▶ **Selection**

# aquarium racks



## k19smith (Aug 19, 2011)

It's not finished yet, I plan on having 8 tanks total in less I decide to go with 2 20 long on the second shelf but I wanted to get part of it up so I can get some fish in there. I'm quite happy with I didn't want 2x4 so I can change it around. I have maybe $15 in it.


----------



## zof (Apr 23, 2010)

Pretty cool never thought using cinder blocks, just make sure to watch for bowing on the next shelf since you wont have a center support.


----------



## k19smith (Aug 19, 2011)

I'm going with thicker boards for my second shelf, makes me a little nervous but I based it off a picture I saw on the net where a lady had like 10 tanks set up on this type of set up.


----------



## BarbH (May 23, 2011)

The thicker boards should help. Good idea hope that it works out for you.


----------



## kaxt (Nov 10, 2010)

My LFS is set up like this. But I think he uses 2x4s under the tanks- one in the front and one in the back. I think he runs four 10g tanks between each set of cinder blocks so you should be fine with three.

His setup hasn't changed in over 30 years so he must be happy with it.


----------



## Tiw (Sep 14, 2011)

*Cinder Block Stands*

I have seriously considered using cinder blocks with two by fours myself. Not the prettiest setup but from what I have read and been told, that if done right it is extremely sturdy.


----------



## k19smith (Aug 19, 2011)

I really don't mind the looks to me a 2x4 built rack doesn't look any better. I went with block because if I want to change the size tanks I'm running I can just remove the water and move everything around. This is where I got the idea she's running crazy amounts of tanks I'm just not sure exactly how she did it. Updated Fishroom AGAIN


----------



## Santaclaws (Sep 20, 2011)

You could also get cement paint and paint them black just an idea  Looks good


----------



## k19smith (Aug 19, 2011)

Santaclaws said:


> You could also get cement paint and paint them black just an idea  Looks good



That's an idea, never thought about it. Thanks.


----------



## Santaclaws (Sep 20, 2011)

▶ **To-do list**
1. Quote the aquarium racks thread word for word, starting at "My LFS is set" and ending at "happy with it.".
2. Multiply every coordinate in the answers by 1.05, rounding to whole numbers with halves going up, and repeat the rows with their requests, starting at the line that contains "of the distant" and ending at the last line of the rows. Give only those rows.

▶ **Data to use**
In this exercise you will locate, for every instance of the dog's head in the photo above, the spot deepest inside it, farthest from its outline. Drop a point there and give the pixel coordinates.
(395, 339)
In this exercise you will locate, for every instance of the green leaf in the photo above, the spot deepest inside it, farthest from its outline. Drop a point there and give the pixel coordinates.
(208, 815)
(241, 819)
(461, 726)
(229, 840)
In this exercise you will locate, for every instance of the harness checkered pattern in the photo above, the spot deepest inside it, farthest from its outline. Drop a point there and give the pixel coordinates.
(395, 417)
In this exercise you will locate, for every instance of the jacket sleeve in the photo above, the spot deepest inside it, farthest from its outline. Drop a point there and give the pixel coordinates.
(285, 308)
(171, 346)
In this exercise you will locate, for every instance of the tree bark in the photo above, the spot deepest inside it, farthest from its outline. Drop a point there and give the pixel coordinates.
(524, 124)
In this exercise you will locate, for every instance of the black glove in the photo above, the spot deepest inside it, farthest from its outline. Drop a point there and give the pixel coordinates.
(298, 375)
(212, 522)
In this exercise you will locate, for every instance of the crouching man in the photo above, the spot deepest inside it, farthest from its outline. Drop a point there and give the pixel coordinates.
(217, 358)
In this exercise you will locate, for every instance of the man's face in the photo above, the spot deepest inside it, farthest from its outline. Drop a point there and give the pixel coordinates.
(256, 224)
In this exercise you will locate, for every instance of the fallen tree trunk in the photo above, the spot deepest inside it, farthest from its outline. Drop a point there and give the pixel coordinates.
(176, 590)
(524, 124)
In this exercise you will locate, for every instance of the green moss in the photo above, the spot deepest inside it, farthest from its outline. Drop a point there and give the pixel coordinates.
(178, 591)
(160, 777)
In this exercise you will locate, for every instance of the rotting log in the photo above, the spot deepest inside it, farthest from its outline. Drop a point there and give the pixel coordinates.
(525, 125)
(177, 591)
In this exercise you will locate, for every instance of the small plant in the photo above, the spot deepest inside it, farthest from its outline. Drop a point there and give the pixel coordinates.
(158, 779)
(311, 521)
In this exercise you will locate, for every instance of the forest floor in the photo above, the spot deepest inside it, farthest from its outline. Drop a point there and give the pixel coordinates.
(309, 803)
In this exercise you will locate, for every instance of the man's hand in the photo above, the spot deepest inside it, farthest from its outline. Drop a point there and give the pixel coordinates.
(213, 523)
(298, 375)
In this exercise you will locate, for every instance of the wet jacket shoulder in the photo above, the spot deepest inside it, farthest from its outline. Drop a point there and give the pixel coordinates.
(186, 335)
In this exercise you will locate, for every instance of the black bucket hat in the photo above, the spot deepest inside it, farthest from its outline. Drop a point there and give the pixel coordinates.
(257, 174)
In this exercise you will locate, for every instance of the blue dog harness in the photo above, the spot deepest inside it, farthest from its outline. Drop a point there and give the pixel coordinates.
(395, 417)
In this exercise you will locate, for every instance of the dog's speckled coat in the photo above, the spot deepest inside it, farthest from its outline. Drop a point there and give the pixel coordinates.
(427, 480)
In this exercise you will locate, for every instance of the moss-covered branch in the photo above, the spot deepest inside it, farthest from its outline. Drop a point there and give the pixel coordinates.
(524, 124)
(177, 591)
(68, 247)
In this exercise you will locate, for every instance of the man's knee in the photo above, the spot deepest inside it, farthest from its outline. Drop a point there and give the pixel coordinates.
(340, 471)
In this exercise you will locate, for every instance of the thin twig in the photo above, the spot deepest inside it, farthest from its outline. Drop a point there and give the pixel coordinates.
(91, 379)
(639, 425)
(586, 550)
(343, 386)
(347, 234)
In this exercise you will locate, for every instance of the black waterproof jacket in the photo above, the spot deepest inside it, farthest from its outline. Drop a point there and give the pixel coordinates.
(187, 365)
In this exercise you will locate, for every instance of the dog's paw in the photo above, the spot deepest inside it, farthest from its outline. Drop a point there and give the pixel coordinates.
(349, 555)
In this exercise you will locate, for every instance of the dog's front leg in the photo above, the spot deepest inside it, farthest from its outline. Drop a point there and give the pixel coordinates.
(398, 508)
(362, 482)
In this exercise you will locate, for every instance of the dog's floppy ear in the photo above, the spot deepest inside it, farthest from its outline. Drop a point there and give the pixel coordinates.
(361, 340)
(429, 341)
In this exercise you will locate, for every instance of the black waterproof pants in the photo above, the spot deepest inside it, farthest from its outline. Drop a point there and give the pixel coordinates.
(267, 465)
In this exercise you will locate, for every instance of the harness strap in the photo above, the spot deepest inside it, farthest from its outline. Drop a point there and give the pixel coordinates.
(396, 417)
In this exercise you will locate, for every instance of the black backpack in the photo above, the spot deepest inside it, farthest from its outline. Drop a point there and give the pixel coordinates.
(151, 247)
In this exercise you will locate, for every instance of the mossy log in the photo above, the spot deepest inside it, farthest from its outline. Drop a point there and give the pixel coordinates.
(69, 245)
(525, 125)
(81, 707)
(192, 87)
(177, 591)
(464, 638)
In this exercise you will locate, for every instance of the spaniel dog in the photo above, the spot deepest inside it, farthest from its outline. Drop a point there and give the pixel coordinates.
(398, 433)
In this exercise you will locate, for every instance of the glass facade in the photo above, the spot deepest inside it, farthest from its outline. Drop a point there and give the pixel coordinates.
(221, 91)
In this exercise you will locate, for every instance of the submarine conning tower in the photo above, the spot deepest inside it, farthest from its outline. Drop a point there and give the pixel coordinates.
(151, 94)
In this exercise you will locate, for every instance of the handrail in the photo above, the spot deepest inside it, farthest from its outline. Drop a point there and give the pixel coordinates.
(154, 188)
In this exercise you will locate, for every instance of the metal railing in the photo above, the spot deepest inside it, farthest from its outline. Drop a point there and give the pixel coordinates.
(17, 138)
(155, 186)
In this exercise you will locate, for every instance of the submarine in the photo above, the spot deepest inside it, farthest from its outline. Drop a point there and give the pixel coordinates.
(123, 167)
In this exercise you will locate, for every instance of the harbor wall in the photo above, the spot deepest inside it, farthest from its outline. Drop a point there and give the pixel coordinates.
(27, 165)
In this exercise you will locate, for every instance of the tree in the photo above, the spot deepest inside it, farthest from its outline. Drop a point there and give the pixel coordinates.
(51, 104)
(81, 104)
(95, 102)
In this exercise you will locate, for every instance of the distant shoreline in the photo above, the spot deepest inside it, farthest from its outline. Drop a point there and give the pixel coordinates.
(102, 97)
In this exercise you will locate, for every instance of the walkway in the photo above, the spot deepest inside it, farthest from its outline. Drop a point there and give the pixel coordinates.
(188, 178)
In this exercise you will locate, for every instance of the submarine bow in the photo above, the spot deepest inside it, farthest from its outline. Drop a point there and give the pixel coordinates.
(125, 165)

▶ **Worked answers**
1.
My LFS is set up like this. But I think he uses 2x4s under the tanks- one in the front and one in the back. I think he runs four 10g tanks between each set of cinder blocks so you should be fine with three.

His setup hasn't changed in over 30 years so he must be happy with it.

2.
In this exercise you will locate, for every instance of the distant shoreline in the photo above, the spot deepest inside it, farthest from its outline. Drop a point there and give the pixel coordinates.
(107, 102)
In this exercise you will locate, for every instance of the walkway in the photo above, the spot deepest inside it, farthest from its outline. Drop a point there and give the pixel coordinates.
(197, 187)
In this exercise you will locate, for every instance of the submarine bow in the photo above, the spot deepest inside it, farthest from its outline. Drop a point there and give the pixel coordinates.
(131, 173)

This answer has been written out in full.